DOCUMENT TEXT |
Tripoli hospital turned into 'mass morgue'
Janis Mackey Frayer, South Asia Bureau Chief, CTV News
Published Saturday, August 27, 2011 7:36AM EDT
TRIPOLI - Warning: This story contains details that may be disturbing to some readers.
The corpses were splayed on gurneys and rotting. One still had an intravenous tube in his arm. Each body was dumped to the ground, rolled in plastic and heaved to the pile on a truck in a ritual repeated dozens of times without ceremony.
The discovery of as many as 200 bodies at Abu Salim hospital in Tripoli was an appalling scene to witness. Masks did little to filter the stench. The men on duty sprayed the air with deodorizer thinking it might help. It didn't.
We were told that doctors and staff abandoned the hospital during fierce fighting. That was nearly a week ago. When rebels took control of the area a few days ago doctors returned to the hospital, which by then was effectively a mass morgue.

Natural-language object grounding data:
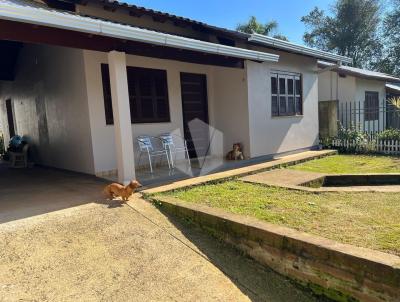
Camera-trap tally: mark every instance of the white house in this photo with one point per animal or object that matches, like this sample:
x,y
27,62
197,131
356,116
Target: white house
x,y
82,79
360,95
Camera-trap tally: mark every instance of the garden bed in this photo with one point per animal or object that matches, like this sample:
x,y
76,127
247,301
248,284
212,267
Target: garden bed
x,y
352,164
363,219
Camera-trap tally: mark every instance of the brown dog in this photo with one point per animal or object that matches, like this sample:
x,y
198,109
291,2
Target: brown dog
x,y
236,153
117,190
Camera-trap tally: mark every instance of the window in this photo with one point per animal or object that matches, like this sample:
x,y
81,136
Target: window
x,y
286,94
148,95
371,106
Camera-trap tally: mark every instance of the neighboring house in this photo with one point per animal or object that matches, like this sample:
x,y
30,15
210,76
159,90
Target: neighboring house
x,y
90,76
360,95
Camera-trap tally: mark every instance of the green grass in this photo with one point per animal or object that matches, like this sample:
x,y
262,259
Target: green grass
x,y
363,219
348,164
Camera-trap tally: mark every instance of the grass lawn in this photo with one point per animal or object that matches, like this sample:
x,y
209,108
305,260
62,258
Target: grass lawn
x,y
347,164
363,219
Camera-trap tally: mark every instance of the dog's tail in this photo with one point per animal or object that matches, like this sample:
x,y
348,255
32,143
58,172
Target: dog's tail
x,y
107,192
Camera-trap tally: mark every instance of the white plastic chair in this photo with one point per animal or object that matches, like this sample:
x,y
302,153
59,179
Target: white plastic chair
x,y
175,144
146,145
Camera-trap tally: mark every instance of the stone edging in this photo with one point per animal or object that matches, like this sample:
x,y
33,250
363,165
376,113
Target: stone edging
x,y
289,160
339,271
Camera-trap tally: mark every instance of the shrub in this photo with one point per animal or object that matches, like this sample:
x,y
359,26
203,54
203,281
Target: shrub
x,y
1,144
351,134
389,134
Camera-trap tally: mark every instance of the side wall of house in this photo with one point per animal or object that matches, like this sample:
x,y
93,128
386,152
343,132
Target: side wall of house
x,y
50,107
327,87
227,106
273,135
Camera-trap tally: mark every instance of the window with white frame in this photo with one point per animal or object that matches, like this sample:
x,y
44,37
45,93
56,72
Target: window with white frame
x,y
286,94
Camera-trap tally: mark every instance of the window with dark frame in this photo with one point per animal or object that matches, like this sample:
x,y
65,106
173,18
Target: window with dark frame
x,y
148,95
371,106
286,94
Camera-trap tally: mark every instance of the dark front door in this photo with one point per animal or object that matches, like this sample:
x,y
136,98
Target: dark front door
x,y
195,113
10,118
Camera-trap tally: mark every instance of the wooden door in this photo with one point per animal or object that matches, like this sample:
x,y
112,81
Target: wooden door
x,y
195,106
10,118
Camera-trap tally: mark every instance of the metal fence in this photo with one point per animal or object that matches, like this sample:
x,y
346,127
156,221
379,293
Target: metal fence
x,y
366,118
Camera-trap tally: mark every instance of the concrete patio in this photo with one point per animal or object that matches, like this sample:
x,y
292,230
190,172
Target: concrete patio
x,y
61,241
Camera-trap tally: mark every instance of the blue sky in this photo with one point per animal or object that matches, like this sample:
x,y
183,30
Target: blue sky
x,y
227,13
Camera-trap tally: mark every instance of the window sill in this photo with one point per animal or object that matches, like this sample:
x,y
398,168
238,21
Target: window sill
x,y
287,116
143,123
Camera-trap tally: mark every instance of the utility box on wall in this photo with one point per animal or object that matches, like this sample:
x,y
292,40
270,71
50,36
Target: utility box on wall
x,y
328,118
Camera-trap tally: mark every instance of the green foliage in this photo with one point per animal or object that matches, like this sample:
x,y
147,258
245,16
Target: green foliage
x,y
391,34
337,216
2,150
351,134
254,27
389,134
351,29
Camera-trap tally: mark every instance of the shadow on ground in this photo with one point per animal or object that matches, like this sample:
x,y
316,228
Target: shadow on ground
x,y
30,192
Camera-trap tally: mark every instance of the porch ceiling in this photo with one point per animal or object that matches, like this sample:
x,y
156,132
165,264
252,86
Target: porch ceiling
x,y
28,22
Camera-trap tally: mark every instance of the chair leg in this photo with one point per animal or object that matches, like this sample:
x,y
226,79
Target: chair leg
x,y
140,157
187,154
172,160
168,160
151,167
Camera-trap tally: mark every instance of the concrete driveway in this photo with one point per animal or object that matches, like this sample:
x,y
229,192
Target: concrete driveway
x,y
59,241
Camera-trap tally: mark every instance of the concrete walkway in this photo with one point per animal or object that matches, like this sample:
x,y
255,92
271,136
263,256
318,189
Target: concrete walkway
x,y
59,241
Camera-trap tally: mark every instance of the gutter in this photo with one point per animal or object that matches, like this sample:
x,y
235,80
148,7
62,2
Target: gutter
x,y
288,46
68,21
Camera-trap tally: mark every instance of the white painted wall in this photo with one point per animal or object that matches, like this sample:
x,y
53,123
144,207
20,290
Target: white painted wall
x,y
50,85
226,104
231,107
272,135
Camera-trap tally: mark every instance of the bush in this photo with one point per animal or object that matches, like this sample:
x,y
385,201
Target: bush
x,y
2,150
389,134
351,134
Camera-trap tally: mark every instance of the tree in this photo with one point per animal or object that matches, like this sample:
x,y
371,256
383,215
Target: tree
x,y
351,30
391,33
254,27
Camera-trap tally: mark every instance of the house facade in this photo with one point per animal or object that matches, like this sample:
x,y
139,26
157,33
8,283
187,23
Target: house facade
x,y
361,96
92,76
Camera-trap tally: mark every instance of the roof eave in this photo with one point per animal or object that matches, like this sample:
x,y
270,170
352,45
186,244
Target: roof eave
x,y
68,21
298,49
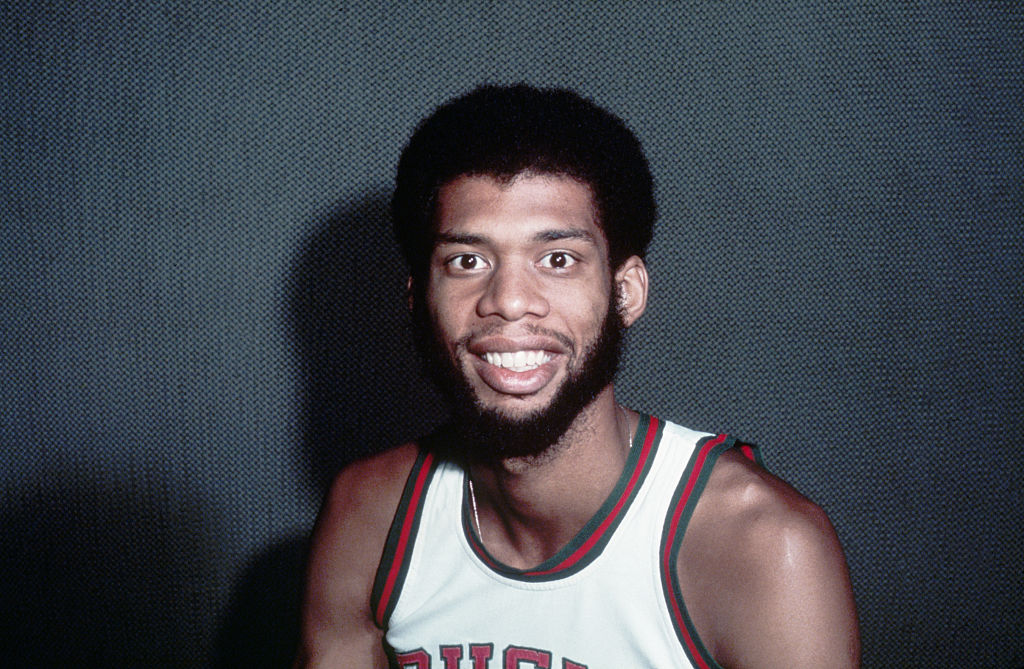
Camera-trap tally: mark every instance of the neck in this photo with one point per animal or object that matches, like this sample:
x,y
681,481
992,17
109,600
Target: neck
x,y
528,508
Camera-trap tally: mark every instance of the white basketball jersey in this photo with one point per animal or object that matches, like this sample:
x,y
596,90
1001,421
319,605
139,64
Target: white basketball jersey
x,y
609,598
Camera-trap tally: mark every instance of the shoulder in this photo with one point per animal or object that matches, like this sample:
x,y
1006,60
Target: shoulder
x,y
763,573
345,550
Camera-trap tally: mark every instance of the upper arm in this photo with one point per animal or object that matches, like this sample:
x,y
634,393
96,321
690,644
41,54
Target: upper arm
x,y
337,624
803,609
769,582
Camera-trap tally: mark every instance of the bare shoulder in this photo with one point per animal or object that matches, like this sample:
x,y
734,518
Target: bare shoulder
x,y
346,547
763,574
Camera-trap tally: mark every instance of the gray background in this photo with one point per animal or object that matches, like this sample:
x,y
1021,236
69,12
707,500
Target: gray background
x,y
202,308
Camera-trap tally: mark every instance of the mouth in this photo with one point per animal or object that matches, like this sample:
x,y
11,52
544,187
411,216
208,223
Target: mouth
x,y
516,367
519,361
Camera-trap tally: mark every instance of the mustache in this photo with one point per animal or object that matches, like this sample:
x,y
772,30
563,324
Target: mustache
x,y
496,329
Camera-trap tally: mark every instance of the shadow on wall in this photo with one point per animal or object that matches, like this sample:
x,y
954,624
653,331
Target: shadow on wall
x,y
363,390
98,572
363,384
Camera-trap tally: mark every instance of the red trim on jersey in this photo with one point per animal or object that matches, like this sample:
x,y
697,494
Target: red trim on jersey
x,y
407,528
578,554
677,612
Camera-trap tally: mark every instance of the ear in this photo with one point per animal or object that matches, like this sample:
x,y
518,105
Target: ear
x,y
631,289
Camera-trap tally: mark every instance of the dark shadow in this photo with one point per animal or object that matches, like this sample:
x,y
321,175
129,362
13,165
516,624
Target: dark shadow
x,y
261,625
363,384
363,390
98,572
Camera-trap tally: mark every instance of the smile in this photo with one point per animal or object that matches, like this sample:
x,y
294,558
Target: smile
x,y
520,361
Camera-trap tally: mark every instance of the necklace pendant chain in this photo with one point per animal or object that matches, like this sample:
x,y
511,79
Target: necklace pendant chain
x,y
472,492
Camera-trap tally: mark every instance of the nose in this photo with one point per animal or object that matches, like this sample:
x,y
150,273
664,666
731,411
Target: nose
x,y
512,293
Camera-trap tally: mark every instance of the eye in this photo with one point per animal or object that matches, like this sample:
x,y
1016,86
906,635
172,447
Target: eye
x,y
466,262
558,260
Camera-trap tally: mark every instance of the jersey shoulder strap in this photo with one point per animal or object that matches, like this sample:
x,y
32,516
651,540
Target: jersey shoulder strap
x,y
684,500
398,547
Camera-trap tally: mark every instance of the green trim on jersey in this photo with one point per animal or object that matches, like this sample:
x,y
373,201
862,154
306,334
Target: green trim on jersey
x,y
594,536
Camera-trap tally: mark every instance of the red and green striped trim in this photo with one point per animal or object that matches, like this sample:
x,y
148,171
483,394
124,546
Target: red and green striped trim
x,y
684,500
594,536
398,548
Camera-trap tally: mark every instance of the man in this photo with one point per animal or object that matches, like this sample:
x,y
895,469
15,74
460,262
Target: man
x,y
547,526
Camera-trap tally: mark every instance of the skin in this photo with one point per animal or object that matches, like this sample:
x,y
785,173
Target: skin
x,y
524,266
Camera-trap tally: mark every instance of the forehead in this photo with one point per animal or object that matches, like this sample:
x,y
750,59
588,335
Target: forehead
x,y
527,204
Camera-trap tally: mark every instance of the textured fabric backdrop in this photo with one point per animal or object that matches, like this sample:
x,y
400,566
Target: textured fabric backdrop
x,y
202,312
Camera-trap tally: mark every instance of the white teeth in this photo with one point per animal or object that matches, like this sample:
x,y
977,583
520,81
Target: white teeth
x,y
520,361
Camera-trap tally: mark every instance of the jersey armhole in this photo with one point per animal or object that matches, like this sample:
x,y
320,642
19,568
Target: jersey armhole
x,y
401,536
684,500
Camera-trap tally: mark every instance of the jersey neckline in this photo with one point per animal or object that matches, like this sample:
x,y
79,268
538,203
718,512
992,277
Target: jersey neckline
x,y
594,536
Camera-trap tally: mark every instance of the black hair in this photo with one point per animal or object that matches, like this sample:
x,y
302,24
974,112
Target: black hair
x,y
504,131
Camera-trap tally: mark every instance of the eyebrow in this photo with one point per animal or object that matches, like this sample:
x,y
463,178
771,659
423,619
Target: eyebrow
x,y
544,236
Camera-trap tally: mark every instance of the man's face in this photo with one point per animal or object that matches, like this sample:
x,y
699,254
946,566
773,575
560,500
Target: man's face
x,y
518,298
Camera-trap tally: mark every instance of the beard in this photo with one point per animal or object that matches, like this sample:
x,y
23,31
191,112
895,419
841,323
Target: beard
x,y
485,434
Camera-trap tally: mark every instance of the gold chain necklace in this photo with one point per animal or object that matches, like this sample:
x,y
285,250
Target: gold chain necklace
x,y
472,493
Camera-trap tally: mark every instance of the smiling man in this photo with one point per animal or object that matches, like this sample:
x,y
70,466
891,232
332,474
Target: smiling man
x,y
547,526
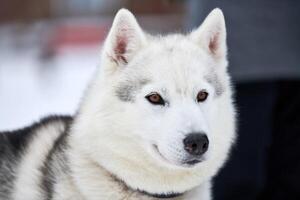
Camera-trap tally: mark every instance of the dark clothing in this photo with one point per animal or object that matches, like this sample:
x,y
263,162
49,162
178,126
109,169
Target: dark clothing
x,y
263,36
264,60
265,162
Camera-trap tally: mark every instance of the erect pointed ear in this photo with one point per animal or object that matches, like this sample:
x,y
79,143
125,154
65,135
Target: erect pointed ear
x,y
125,38
211,35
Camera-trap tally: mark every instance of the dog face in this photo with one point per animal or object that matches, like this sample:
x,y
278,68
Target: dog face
x,y
164,104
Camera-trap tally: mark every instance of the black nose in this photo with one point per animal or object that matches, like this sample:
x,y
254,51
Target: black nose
x,y
196,144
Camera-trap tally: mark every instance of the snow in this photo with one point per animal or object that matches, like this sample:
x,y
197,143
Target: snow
x,y
32,87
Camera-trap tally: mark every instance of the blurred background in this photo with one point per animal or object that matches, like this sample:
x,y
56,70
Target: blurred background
x,y
49,50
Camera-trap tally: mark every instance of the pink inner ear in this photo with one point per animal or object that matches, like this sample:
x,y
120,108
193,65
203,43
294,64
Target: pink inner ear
x,y
214,43
120,48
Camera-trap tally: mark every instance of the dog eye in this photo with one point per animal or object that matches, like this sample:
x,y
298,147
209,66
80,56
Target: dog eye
x,y
202,96
155,99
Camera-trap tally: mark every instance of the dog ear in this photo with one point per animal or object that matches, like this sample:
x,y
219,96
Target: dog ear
x,y
211,35
125,38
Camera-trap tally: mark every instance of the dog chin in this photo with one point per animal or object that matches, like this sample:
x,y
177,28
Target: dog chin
x,y
187,163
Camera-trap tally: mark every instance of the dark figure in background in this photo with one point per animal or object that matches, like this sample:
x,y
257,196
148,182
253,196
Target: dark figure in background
x,y
264,55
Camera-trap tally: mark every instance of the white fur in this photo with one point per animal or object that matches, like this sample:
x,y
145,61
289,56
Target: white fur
x,y
112,138
116,137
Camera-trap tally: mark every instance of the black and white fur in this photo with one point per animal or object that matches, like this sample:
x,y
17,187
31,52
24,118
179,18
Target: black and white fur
x,y
119,145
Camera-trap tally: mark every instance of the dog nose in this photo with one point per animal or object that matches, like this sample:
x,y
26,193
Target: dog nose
x,y
196,144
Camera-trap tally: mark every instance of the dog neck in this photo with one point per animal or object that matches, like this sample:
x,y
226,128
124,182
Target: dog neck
x,y
162,196
166,195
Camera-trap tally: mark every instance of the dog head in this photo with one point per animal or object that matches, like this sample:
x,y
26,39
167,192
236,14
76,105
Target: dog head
x,y
159,114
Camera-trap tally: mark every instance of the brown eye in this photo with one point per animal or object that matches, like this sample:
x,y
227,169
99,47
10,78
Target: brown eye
x,y
155,99
202,96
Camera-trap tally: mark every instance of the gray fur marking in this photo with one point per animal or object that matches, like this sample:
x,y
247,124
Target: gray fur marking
x,y
126,91
213,79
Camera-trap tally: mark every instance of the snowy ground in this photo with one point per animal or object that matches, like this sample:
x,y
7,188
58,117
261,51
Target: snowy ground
x,y
32,87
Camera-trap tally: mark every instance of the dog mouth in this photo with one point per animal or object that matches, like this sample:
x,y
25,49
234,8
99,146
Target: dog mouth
x,y
185,163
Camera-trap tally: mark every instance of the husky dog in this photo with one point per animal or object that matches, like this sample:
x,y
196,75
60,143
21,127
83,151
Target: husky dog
x,y
157,122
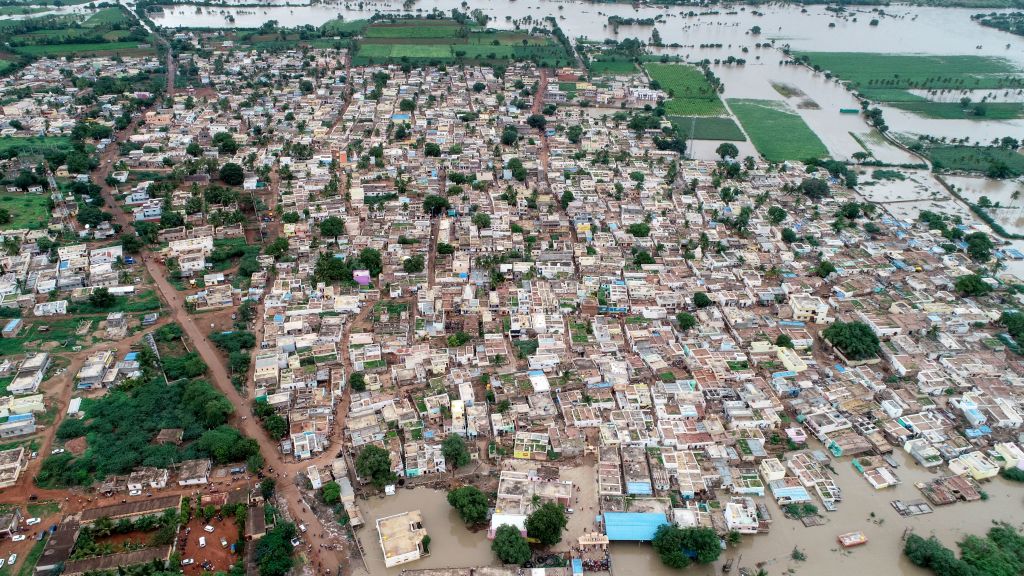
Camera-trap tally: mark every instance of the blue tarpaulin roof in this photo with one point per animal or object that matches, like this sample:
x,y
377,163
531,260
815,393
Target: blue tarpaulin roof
x,y
633,526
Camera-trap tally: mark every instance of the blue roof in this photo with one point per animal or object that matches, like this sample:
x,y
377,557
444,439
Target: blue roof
x,y
633,526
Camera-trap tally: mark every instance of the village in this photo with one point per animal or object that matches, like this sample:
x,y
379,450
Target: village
x,y
427,278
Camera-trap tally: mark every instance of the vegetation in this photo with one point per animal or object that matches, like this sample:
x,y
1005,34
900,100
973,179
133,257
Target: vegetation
x,y
374,464
510,546
119,428
854,339
765,121
546,524
1000,552
679,546
470,503
690,92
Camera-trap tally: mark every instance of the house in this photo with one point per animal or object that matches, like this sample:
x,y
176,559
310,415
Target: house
x,y
400,537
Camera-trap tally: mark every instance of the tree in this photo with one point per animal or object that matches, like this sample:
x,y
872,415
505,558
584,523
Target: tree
x,y
979,246
546,524
435,205
357,381
333,227
331,492
701,300
101,298
776,215
413,264
374,464
481,219
815,189
510,546
727,150
231,174
455,451
470,503
854,339
686,321
676,546
372,259
972,285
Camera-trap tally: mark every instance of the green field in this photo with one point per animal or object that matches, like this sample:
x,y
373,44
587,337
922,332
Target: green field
x,y
419,30
974,158
107,16
81,49
708,127
612,68
866,71
953,111
689,91
778,133
27,210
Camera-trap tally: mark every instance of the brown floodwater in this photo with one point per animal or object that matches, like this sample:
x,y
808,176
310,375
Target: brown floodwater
x,y
453,545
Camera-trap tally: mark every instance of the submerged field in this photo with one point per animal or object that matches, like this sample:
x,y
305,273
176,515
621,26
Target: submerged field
x,y
689,92
887,77
448,41
778,133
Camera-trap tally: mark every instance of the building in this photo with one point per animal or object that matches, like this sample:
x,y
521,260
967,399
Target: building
x,y
401,537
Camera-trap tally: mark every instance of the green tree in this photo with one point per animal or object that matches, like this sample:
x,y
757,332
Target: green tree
x,y
510,546
455,451
331,492
471,504
701,300
374,464
854,339
972,285
686,321
546,524
231,174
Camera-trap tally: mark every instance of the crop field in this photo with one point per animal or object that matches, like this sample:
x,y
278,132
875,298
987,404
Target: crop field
x,y
612,68
107,16
417,30
953,111
865,71
690,93
88,48
27,210
445,41
777,133
974,158
709,127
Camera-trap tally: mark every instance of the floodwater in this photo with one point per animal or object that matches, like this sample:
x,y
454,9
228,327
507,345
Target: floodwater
x,y
862,508
902,30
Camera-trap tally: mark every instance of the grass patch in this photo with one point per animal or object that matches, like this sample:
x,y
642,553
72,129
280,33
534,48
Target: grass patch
x,y
709,127
766,121
689,91
81,49
27,210
612,68
974,158
902,72
953,111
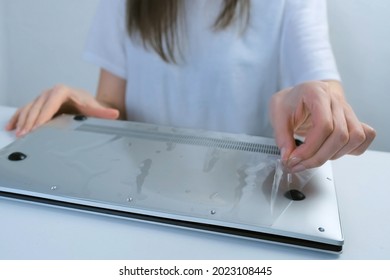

PROMPT 1 |
In the Tripoli hospital report, how many bodies were found at Abu Salim hospital?
PROMPT 2 |
Sum up the Tripoli hospital report in two sentences.
PROMPT 3 |
Extend the Tripoli hospital report past its last sentence.

ANSWER SECTION 1 |
As many as 200.

ANSWER SECTION 2 |
As many as 200 bodies were found at Abu Salim hospital in Tripoli, which doctors and staff had abandoned during fierce fighting nearly a week earlier. By the time rebels took control of the area and doctors returned, the hospital was effectively a mass morgue, and the rotting bodies were being wrapped in plastic and loaded onto a truck.

ANSWER SECTION 3 |
It is unclear how the men, women and children died. The bodies we saw were those of Gadhafi loyalists who were wounded in battle. A poster of Moammar Gadhafi presided over a room slick with blood, water and maggots.
At least two men were shot in their beds. They were on the second floor covered with blankets. As the gurneys were wheeled away you could see where a bullet had passed through the pillow. The blood on the wall hinted at an execution. One of the bodies had a Libyan military card identifying him as a special forces member.
Nobody there claimed to know whether it was Gadhafi or rebel gunmen who executed them. I asked one doctor to give his opinion on how long the two men had been dead. He estimated two or three days, then shook his head and walked down the blood-streaked corridor.
With the battle for Libya in its seventh month the scope of the violence and the lines it has drawn is coming into sharper view. There are claims of atrocities on both sides: Amnesty International says it has evidence the Gadhafi regime employed torture, rape and murder. Rebels are also accused of killing prisoners.
The truth may never be known at Abu Salim hospital. The disposal of each body into the truck was punctuated in the same way: the stinking gurney was kicked down the sloping driveway so it could roll into a parking lot that by sunset was full.